## [TASK DETAILS]
Output exactly the first line of the listing and each line after it, through the line that contains "paved ground -> outlines, every instance"; add nothing else.
-- DATA PROVIDED follows --
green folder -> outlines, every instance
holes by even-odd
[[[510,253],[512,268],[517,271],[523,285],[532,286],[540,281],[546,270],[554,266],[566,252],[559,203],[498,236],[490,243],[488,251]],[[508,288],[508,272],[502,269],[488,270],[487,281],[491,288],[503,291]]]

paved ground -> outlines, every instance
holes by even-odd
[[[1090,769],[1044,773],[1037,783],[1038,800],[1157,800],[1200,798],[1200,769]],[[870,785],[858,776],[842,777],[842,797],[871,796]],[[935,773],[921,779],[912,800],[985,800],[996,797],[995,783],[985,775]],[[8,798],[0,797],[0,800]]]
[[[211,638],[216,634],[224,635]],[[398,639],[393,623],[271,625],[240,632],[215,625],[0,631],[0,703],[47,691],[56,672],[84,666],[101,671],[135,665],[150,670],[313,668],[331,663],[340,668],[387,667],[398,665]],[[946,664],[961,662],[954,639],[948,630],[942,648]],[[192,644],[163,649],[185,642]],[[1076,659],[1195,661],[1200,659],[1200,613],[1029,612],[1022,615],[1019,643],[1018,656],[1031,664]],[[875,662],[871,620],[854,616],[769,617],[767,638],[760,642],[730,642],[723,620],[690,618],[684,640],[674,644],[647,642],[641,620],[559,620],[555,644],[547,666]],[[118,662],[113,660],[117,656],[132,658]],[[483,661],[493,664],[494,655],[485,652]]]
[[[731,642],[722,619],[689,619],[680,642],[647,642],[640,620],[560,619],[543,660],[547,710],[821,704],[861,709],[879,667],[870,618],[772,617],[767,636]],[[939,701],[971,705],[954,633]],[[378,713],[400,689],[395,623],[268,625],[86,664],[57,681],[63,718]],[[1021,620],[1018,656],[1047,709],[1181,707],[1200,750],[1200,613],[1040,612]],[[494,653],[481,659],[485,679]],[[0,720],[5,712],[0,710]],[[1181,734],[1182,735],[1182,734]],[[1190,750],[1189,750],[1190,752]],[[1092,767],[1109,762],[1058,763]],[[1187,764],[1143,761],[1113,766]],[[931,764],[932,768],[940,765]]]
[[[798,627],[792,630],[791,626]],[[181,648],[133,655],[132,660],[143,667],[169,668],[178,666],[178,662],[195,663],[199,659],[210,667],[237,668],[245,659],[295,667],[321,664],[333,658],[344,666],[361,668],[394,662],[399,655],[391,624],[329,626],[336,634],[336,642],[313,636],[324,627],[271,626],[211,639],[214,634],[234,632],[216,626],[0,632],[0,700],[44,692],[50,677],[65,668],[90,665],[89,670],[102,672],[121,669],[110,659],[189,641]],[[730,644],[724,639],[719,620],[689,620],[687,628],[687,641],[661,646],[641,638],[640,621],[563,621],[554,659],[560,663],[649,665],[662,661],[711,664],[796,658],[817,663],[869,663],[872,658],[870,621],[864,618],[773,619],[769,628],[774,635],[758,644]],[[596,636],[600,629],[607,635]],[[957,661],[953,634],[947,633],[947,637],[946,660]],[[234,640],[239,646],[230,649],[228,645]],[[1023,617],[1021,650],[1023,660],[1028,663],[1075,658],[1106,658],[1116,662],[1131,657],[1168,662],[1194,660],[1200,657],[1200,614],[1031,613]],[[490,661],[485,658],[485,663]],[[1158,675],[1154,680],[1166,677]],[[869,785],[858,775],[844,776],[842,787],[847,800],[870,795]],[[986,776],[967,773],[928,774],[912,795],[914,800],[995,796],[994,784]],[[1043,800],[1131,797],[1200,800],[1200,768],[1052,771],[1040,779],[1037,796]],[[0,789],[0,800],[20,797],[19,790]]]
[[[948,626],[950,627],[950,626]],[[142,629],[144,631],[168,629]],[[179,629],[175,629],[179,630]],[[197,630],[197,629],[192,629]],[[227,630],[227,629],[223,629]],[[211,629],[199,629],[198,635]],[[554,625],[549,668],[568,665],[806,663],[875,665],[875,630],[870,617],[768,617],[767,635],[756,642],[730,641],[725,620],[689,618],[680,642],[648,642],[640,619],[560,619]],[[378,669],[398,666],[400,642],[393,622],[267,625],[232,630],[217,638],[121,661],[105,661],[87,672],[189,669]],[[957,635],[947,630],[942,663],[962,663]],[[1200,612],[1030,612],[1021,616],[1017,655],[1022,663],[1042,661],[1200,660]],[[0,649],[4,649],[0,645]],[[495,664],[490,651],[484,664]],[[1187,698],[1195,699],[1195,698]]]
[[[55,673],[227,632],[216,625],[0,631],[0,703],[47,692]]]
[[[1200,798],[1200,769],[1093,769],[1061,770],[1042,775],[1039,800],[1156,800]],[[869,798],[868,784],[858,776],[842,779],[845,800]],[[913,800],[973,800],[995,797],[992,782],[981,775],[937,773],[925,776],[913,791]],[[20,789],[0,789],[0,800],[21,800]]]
-- DATA PROVIDED concluded --
## [SOLVED PROBLEM]
green folder -> outlines, every instance
holes by even-odd
[[[510,253],[512,268],[517,271],[523,285],[532,286],[540,281],[546,270],[554,266],[566,252],[559,203],[498,236],[490,243],[488,251]],[[508,288],[508,272],[502,269],[488,270],[487,281],[491,288],[503,291]]]

paved ground -> outlines, every instance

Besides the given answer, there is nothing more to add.